*** Reading text

This describes the analysis that has been done for the new data and in addition compare the results that was obtained in the earlier analysis of the data. As I reported in my emails I do not belive that the data is actually stranded as both the pattern seen in IGV and the counts suggest that the reads are comming from unstranded libraries. Replicate 3 for both 24D and 39F have been sequenced twice, and I am not sure howto bost treat this statistically, for now I have just treated them as if they were independent libraries, which is not the optimal way to take the data structure into account.
Sample | Treatment | Replicate | Number of sequenced fragments |
---|---|---|---|
24D-1 | 24D | R01 | 51714243 |
24D-2 | 24D | R02 | 45382927 |
24D-3.1 | 24D | R03.1 | 21065731 |
24D-3.2 | 24D | R03.2 | 13137632 |
39F-1 | 39F | R01 | 39186674 |
39F-2 | 39F | R02 | 39651752 |
39F-3.1 | 39F | R03.1 | 26049145 |
39F-3.2 | 39F | R03.2 | 9389168 |
MSOR-1 | MSOR | R01 | 35119014 |
MSOR-2 | MSOR | R02 | 45784879 |
MSOR-3 | MSOR | R03 | 45615768 |
The reads were mapped using the short read aligner [Subreadalign] [Subread]. The analysis were done from within R with the code below. To convert read data to counts per gene eg. gene expreession the function featureCounts from the the same package was used. All these results were then saved as ‘Analysis_New.data’ that I shared with you via Uppsala University Dropbox service.
library(Rsubread)
library(limma)

******
*** Provided material

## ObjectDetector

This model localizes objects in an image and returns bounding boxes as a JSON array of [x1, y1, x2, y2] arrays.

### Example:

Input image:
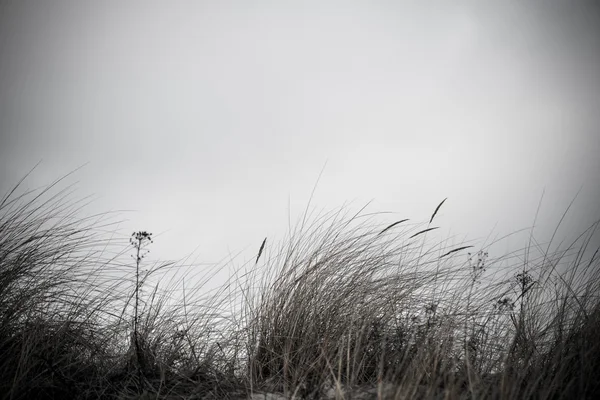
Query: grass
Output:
[[0, 173, 600, 399]]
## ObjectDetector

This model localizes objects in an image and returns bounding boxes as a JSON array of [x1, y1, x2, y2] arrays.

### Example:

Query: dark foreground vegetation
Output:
[[0, 176, 600, 399]]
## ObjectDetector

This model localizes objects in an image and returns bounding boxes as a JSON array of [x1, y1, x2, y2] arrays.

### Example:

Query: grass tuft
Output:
[[0, 173, 600, 399]]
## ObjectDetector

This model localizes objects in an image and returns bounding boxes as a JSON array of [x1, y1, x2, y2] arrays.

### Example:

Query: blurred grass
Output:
[[0, 173, 600, 399]]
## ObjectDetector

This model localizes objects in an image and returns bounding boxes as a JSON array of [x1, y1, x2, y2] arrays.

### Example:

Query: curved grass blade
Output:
[[429, 197, 448, 223], [377, 218, 408, 236], [409, 226, 440, 239], [440, 246, 473, 258], [254, 238, 267, 264]]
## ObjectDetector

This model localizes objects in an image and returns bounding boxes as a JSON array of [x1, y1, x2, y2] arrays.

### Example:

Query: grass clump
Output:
[[0, 171, 600, 399]]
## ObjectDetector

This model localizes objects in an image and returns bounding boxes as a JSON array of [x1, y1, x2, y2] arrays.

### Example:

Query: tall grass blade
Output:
[[429, 197, 448, 223]]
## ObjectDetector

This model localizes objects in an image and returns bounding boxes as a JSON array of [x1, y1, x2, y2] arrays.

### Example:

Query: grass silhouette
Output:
[[0, 173, 600, 399]]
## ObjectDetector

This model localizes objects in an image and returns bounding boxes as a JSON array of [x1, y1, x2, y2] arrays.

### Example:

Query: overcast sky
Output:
[[0, 1, 600, 282]]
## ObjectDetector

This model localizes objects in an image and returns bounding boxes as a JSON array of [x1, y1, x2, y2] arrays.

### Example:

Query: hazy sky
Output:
[[0, 1, 600, 276]]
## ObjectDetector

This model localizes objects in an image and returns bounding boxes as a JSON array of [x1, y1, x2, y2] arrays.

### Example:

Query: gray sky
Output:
[[0, 1, 600, 282]]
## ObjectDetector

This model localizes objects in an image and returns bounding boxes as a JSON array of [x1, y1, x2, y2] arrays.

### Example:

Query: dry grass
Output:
[[0, 173, 600, 399]]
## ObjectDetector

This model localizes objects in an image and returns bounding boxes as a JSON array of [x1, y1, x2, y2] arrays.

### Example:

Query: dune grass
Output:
[[0, 176, 600, 399]]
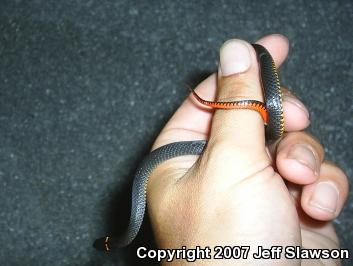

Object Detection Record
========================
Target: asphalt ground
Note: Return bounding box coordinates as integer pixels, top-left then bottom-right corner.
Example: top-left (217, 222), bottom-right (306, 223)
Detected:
top-left (0, 0), bottom-right (353, 266)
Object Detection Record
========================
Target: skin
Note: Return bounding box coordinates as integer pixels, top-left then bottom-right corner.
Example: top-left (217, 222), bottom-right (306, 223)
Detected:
top-left (147, 34), bottom-right (348, 265)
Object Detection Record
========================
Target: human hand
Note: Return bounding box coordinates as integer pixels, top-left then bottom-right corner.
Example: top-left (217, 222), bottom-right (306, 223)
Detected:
top-left (147, 35), bottom-right (348, 265)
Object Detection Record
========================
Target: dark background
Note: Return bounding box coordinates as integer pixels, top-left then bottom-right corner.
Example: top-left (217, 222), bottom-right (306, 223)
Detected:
top-left (0, 0), bottom-right (353, 265)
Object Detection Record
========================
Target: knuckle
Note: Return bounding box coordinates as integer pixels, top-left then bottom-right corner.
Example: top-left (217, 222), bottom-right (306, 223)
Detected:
top-left (217, 76), bottom-right (263, 101)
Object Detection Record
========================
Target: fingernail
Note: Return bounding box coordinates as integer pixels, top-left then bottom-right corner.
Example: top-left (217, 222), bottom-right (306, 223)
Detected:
top-left (287, 144), bottom-right (318, 175)
top-left (220, 39), bottom-right (251, 76)
top-left (283, 90), bottom-right (309, 119)
top-left (309, 182), bottom-right (339, 213)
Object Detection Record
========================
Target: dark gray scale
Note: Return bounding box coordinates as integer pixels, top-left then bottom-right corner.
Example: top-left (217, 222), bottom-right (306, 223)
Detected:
top-left (253, 44), bottom-right (284, 140)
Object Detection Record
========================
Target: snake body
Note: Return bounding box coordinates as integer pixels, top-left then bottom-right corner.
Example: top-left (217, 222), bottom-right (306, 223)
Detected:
top-left (94, 44), bottom-right (284, 251)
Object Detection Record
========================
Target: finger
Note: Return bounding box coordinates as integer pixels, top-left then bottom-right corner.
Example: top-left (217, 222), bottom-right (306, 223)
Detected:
top-left (152, 34), bottom-right (288, 149)
top-left (275, 132), bottom-right (324, 184)
top-left (282, 87), bottom-right (310, 132)
top-left (207, 39), bottom-right (276, 164)
top-left (301, 162), bottom-right (349, 221)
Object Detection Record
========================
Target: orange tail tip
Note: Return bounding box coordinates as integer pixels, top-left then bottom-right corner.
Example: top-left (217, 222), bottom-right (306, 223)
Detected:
top-left (93, 236), bottom-right (110, 251)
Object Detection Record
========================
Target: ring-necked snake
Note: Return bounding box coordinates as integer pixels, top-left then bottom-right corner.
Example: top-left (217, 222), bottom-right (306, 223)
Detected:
top-left (94, 44), bottom-right (284, 251)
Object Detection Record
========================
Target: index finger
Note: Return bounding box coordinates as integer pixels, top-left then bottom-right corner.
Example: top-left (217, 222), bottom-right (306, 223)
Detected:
top-left (152, 34), bottom-right (289, 150)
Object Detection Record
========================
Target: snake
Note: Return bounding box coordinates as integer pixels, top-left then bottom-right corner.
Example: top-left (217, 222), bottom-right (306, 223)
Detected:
top-left (93, 44), bottom-right (284, 251)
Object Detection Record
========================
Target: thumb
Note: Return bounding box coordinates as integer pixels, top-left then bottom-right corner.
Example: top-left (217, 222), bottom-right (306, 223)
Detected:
top-left (208, 39), bottom-right (269, 170)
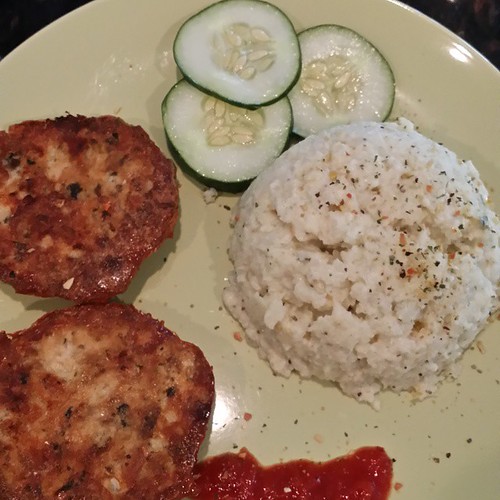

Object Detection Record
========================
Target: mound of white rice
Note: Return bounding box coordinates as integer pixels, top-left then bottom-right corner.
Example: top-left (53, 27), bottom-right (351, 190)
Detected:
top-left (223, 120), bottom-right (500, 406)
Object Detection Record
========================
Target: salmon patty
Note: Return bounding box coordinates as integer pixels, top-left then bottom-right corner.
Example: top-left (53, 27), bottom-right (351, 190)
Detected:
top-left (0, 115), bottom-right (179, 303)
top-left (0, 303), bottom-right (214, 500)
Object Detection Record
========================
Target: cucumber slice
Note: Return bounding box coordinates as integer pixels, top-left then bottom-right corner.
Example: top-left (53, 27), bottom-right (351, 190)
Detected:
top-left (289, 25), bottom-right (395, 137)
top-left (162, 80), bottom-right (292, 193)
top-left (174, 0), bottom-right (300, 108)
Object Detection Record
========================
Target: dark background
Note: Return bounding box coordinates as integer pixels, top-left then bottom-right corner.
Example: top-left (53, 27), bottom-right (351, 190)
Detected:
top-left (0, 0), bottom-right (500, 68)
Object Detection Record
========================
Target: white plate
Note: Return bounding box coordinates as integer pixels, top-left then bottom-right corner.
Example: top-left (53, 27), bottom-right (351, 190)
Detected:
top-left (0, 0), bottom-right (500, 500)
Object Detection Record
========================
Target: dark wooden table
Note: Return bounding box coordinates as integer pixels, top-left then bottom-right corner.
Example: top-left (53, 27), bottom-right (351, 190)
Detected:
top-left (0, 0), bottom-right (500, 68)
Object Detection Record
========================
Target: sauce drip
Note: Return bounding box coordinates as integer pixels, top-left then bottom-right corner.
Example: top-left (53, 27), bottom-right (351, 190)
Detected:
top-left (191, 447), bottom-right (392, 500)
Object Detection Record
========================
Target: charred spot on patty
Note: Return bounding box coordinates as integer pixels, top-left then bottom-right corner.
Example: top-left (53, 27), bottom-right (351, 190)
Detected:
top-left (0, 115), bottom-right (179, 303)
top-left (0, 303), bottom-right (214, 499)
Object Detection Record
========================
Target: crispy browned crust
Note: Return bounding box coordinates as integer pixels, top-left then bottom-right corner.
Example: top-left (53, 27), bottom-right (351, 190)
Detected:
top-left (0, 115), bottom-right (178, 303)
top-left (0, 303), bottom-right (214, 500)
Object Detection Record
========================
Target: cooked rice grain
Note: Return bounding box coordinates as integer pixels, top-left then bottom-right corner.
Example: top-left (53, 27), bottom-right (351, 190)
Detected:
top-left (223, 120), bottom-right (500, 407)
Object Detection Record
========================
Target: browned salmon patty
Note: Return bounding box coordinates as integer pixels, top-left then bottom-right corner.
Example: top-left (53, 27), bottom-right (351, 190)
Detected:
top-left (0, 303), bottom-right (214, 500)
top-left (0, 115), bottom-right (179, 303)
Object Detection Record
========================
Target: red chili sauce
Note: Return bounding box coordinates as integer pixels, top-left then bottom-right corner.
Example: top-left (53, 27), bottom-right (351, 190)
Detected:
top-left (191, 447), bottom-right (392, 500)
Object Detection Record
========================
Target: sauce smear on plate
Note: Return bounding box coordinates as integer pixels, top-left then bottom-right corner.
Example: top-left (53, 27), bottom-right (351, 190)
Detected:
top-left (191, 447), bottom-right (392, 500)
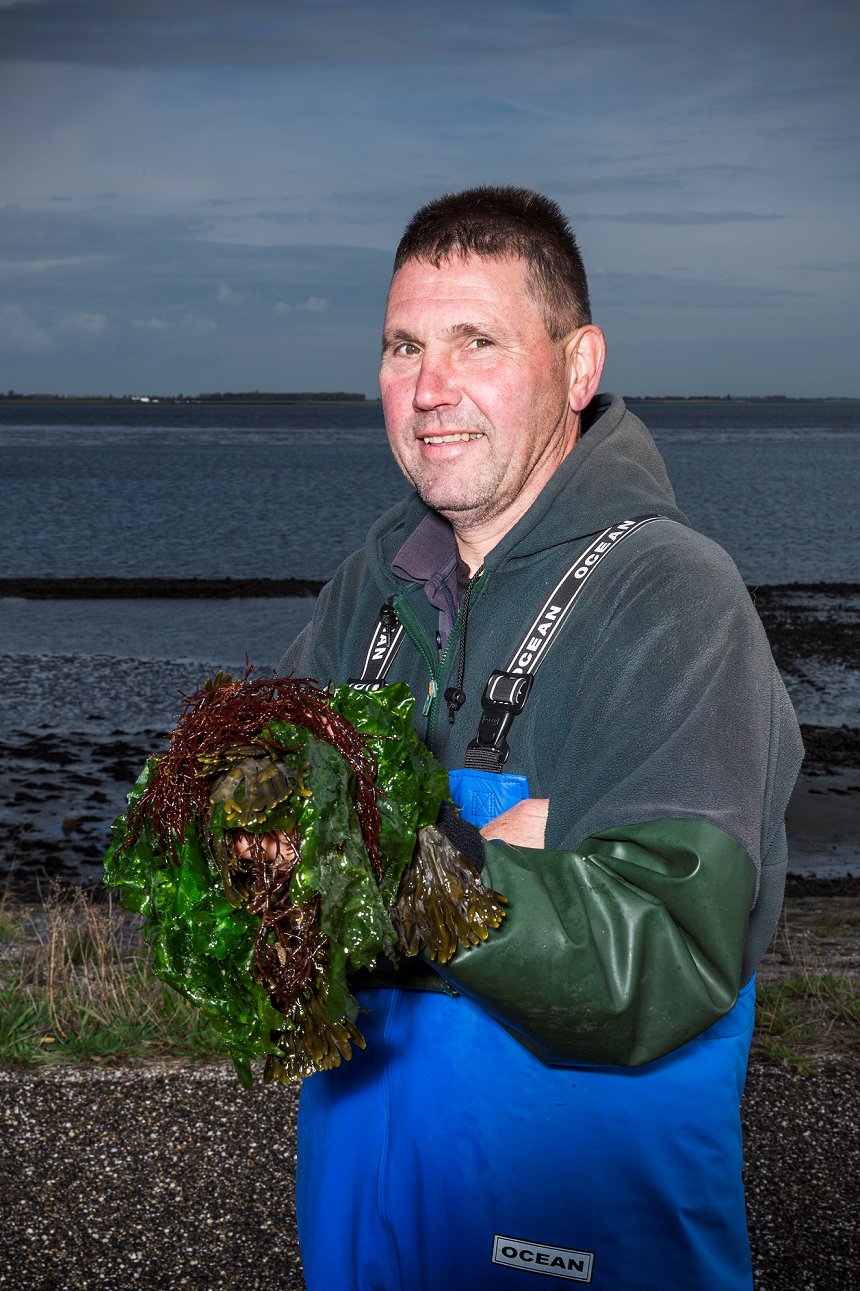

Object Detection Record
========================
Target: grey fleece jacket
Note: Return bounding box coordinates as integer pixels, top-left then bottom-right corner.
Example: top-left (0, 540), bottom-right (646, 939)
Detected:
top-left (280, 395), bottom-right (802, 1061)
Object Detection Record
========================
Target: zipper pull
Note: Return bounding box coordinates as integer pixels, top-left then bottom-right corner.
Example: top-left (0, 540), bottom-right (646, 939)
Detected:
top-left (421, 682), bottom-right (436, 718)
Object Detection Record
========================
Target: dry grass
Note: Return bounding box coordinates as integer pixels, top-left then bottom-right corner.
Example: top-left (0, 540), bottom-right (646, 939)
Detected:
top-left (0, 887), bottom-right (223, 1066)
top-left (753, 897), bottom-right (860, 1072)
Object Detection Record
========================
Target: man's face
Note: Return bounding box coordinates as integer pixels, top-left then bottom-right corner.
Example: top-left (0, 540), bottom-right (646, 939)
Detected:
top-left (380, 256), bottom-right (578, 527)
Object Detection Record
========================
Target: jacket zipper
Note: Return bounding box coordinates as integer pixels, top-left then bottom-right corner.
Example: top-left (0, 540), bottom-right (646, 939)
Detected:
top-left (391, 578), bottom-right (484, 753)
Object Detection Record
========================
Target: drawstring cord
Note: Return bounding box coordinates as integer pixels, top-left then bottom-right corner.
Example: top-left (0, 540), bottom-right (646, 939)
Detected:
top-left (444, 565), bottom-right (484, 726)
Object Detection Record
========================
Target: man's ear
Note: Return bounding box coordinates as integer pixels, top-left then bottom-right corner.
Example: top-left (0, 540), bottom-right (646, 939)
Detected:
top-left (564, 323), bottom-right (606, 412)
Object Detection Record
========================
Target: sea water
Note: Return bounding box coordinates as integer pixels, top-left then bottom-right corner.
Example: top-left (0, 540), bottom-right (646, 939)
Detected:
top-left (0, 402), bottom-right (860, 731)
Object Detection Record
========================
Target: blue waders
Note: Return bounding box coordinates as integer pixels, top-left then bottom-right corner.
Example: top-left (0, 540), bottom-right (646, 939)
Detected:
top-left (297, 771), bottom-right (755, 1291)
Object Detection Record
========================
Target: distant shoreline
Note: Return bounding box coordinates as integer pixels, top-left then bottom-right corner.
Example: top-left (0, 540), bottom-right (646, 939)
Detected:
top-left (0, 394), bottom-right (382, 408)
top-left (0, 577), bottom-right (860, 600)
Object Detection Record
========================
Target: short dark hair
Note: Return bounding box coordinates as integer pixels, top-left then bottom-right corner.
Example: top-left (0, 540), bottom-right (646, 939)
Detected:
top-left (391, 186), bottom-right (591, 341)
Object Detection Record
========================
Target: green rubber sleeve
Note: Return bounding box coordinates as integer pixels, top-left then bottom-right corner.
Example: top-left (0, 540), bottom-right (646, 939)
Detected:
top-left (434, 820), bottom-right (755, 1066)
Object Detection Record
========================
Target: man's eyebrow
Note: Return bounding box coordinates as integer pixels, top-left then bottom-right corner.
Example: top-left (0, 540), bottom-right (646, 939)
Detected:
top-left (382, 323), bottom-right (498, 350)
top-left (382, 327), bottom-right (418, 350)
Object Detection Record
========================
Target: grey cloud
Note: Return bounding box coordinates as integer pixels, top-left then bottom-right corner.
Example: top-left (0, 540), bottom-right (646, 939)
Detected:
top-left (0, 0), bottom-right (655, 66)
top-left (794, 259), bottom-right (860, 274)
top-left (589, 272), bottom-right (815, 318)
top-left (571, 210), bottom-right (788, 226)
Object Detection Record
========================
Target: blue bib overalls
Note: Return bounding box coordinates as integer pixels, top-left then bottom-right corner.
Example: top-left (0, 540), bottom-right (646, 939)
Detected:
top-left (297, 772), bottom-right (754, 1291)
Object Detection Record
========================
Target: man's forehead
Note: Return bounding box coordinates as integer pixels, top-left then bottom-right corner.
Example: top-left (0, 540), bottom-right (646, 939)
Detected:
top-left (386, 256), bottom-right (531, 328)
top-left (389, 254), bottom-right (528, 298)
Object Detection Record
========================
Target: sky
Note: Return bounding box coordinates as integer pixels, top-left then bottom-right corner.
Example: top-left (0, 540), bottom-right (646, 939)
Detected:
top-left (0, 0), bottom-right (860, 398)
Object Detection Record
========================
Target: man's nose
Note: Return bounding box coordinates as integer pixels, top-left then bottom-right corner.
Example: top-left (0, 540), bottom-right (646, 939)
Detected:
top-left (412, 351), bottom-right (462, 412)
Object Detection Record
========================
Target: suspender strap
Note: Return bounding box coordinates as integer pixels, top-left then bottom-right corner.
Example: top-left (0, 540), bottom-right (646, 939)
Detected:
top-left (347, 603), bottom-right (405, 691)
top-left (464, 515), bottom-right (669, 772)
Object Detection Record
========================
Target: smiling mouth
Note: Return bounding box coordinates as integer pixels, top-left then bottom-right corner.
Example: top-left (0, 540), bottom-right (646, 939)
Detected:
top-left (420, 430), bottom-right (484, 444)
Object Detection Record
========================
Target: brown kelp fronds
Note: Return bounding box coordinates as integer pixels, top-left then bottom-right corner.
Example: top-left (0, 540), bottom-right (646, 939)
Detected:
top-left (391, 825), bottom-right (506, 964)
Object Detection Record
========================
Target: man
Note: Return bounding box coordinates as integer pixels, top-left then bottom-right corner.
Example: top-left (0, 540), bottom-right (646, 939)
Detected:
top-left (277, 188), bottom-right (802, 1291)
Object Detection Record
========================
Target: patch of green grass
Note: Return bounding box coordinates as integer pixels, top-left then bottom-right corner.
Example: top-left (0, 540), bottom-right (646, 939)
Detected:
top-left (0, 902), bottom-right (22, 941)
top-left (753, 972), bottom-right (860, 1072)
top-left (815, 908), bottom-right (860, 937)
top-left (0, 891), bottom-right (226, 1068)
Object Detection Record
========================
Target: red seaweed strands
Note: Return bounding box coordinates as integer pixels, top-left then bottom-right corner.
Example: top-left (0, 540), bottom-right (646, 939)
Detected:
top-left (124, 669), bottom-right (382, 878)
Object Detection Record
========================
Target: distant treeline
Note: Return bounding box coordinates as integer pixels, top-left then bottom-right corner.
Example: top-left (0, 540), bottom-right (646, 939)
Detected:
top-left (196, 390), bottom-right (367, 403)
top-left (624, 395), bottom-right (857, 403)
top-left (0, 390), bottom-right (369, 403)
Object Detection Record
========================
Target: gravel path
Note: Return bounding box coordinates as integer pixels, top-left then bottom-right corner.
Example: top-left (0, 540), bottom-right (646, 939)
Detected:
top-left (0, 1066), bottom-right (860, 1291)
top-left (0, 1068), bottom-right (305, 1291)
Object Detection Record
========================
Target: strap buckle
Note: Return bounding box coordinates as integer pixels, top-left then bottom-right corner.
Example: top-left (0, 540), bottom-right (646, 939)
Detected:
top-left (466, 671), bottom-right (535, 768)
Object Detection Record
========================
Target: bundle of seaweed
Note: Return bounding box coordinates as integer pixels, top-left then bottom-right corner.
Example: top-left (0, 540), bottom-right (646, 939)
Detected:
top-left (105, 674), bottom-right (504, 1083)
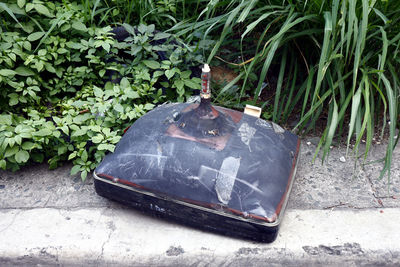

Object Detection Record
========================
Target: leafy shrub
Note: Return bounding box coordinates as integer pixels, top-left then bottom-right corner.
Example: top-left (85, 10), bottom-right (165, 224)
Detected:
top-left (0, 1), bottom-right (201, 179)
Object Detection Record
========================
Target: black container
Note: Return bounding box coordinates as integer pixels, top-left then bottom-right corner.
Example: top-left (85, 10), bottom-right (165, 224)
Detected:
top-left (94, 101), bottom-right (300, 242)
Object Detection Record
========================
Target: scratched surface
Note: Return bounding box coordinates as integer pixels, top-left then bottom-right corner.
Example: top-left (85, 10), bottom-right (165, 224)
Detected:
top-left (96, 104), bottom-right (298, 221)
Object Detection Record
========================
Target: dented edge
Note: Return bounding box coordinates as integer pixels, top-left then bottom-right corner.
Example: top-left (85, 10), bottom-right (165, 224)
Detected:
top-left (93, 172), bottom-right (280, 228)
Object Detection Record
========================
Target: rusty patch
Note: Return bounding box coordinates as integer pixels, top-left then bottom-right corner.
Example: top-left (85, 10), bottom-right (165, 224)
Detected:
top-left (217, 107), bottom-right (243, 123)
top-left (182, 104), bottom-right (243, 123)
top-left (166, 124), bottom-right (231, 151)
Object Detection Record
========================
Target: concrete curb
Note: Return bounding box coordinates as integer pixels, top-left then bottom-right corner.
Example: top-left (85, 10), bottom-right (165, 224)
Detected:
top-left (0, 208), bottom-right (400, 266)
top-left (0, 139), bottom-right (400, 266)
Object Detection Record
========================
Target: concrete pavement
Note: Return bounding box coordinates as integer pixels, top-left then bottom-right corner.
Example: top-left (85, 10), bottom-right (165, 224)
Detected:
top-left (0, 138), bottom-right (400, 266)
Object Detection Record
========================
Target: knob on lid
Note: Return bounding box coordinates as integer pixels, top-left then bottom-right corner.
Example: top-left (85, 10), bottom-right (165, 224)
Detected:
top-left (201, 64), bottom-right (210, 72)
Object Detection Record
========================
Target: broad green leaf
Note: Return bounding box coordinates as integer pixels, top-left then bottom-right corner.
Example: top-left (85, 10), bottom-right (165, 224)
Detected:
top-left (97, 144), bottom-right (115, 152)
top-left (4, 146), bottom-right (19, 158)
top-left (183, 79), bottom-right (201, 89)
top-left (71, 165), bottom-right (81, 175)
top-left (174, 80), bottom-right (185, 90)
top-left (15, 150), bottom-right (29, 163)
top-left (34, 129), bottom-right (53, 136)
top-left (92, 134), bottom-right (104, 144)
top-left (0, 159), bottom-right (7, 170)
top-left (142, 60), bottom-right (160, 70)
top-left (0, 115), bottom-right (12, 125)
top-left (114, 103), bottom-right (124, 113)
top-left (119, 77), bottom-right (131, 89)
top-left (15, 66), bottom-right (35, 76)
top-left (35, 4), bottom-right (54, 17)
top-left (72, 21), bottom-right (87, 32)
top-left (165, 68), bottom-right (176, 80)
top-left (17, 0), bottom-right (25, 8)
top-left (28, 32), bottom-right (44, 42)
top-left (72, 129), bottom-right (86, 137)
top-left (144, 103), bottom-right (154, 110)
top-left (0, 69), bottom-right (16, 77)
top-left (153, 32), bottom-right (171, 40)
top-left (93, 86), bottom-right (104, 98)
top-left (21, 141), bottom-right (36, 150)
top-left (81, 170), bottom-right (87, 181)
top-left (81, 150), bottom-right (88, 162)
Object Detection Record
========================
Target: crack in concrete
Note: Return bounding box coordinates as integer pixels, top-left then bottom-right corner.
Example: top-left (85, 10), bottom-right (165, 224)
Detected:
top-left (0, 204), bottom-right (113, 210)
top-left (0, 210), bottom-right (22, 233)
top-left (96, 209), bottom-right (116, 266)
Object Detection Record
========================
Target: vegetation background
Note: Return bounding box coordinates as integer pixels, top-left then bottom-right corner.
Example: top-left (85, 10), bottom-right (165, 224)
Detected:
top-left (0, 0), bottom-right (400, 182)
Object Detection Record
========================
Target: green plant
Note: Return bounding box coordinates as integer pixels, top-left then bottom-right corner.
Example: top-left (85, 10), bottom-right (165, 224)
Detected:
top-left (169, 0), bottom-right (400, 182)
top-left (0, 0), bottom-right (200, 179)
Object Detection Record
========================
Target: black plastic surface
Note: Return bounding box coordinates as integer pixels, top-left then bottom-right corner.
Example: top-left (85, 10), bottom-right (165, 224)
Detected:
top-left (95, 103), bottom-right (299, 231)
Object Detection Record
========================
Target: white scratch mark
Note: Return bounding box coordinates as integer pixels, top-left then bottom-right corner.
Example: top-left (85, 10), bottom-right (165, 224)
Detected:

******

▶ _Work request A_:
Write out everything in the sequencing analysis text from "Sample | Treatment" down to "University Dropbox service.".
▶ _Work request B_:
In the sequencing analysis text's table, which samples have fewer than 30 million sequenced fragments?
▶ _Work request C_:
Pick up the sequencing analysis text right after its last line and carry it on.

▶ _Exercise response A_:
Sample | Treatment | Replicate | Number of sequenced fragments |
---|---|---|---|
24D-1 | 24D | R01 | 51714243 |
24D-2 | 24D | R02 | 45382927 |
24D-3.1 | 24D | R03.1 | 21065731 |
24D-3.2 | 24D | R03.2 | 13137632 |
39F-1 | 39F | R01 | 39186674 |
39F-2 | 39F | R02 | 39651752 |
39F-3.1 | 39F | R03.1 | 26049145 |
39F-3.2 | 39F | R03.2 | 9389168 |
MSOR-1 | MSOR | R01 | 35119014 |
MSOR-2 | MSOR | R02 | 45784879 |
MSOR-3 | MSOR | R03 | 45615768 |
The reads were mapped using the short read aligner [Subreadalign] [Subread]. The analysis were done from within R with the code below. To convert read data to counts per gene eg. gene expreession the function featureCounts from the the same package was used. All these results were then saved as ‘Analysis_New.data’ that I shared with you via Uppsala University Dropbox service.

▶ _Exercise response B_:
24D-3.1, 24D-3.2, 39F-3.1, 39F-3.2

▶ _Exercise response C_:
library(edgeR)
# setwd("/proj/b2014273/private/BILS/NewData/Mapping")
targets <- readTargets('../References/TargetsNewData.txt', sep = ' ')
treat <- factor(targets$Treatment)
design <- model.matrix(~treat)
buildindex(basename = "TAIR10", reference = '../References/TAIR10_chr_all.fasta')
align(index = 'TAIR10', readfile1 = targets$Read1, input_format = 'gzFASTQ', output_format = 'BAM', output_file = targets$OutputFile, tieBreakHamming=TRUE, unique=TRUE, indels=5, nthreads = 16)
fc.newdata <- featureCounts(files=targets$OutputFile, annot.ext = "/proj/b2014273/private/BILS/References/TAIR4.gtf", isGTFAnnotationFile = TRUE, strandSpecific = 0, GTF.featureType="exon", GTF.attrType='gene_id')
Newdata.dge.list <- DGEList(counts=fc.newdata$counts, genes=fc.newdata$annotation[,c("GeneID","Length")])
Newdata.dge.list.rpkm <- rpkm(Newdata.dge.list,Newdata.dge.list$genes$Length)
#Filtering. Only keep in the analysis those genes which had >10 reads per million mapped reads in at least two libraries.
setwd("~/Dropbox/BilsWork/1699_b2014273/R-analysis")
load('Analysis.newdata.rdata') # Since the actual analysis has been done on Uppmax I load data here
library(Rsubread)
library(limma)
library(edgeR)
Below code creates three different data sets
This was done as I saw big difference in the number of significant genes depending compared to the other analysis. As it turns out the difference might not have been that big as I thought since they added a filter on fold-change that I normally do not do. Adding the same cut-off to my analysis gives more similar results, but as we use different methods to estimate the expected variance the results are not identical.
targets <- readTargets('../References/TargetsNewData.txt', sep = ' ')
star.map <- list.files(".", pattern = "Starmap")
buildindex(basename = "TAIR10", reference = '../References/TAIR10_chr_all.fasta')
align(index = 'TAIR10', readfile1 = targets$Read1, input_format = 'gzFASTQ', output_format = 'BAM', output_file = targets$OutputFile, tieBreakHamming=TRUE, unique=TRUE, indels=5, nthreads = 16)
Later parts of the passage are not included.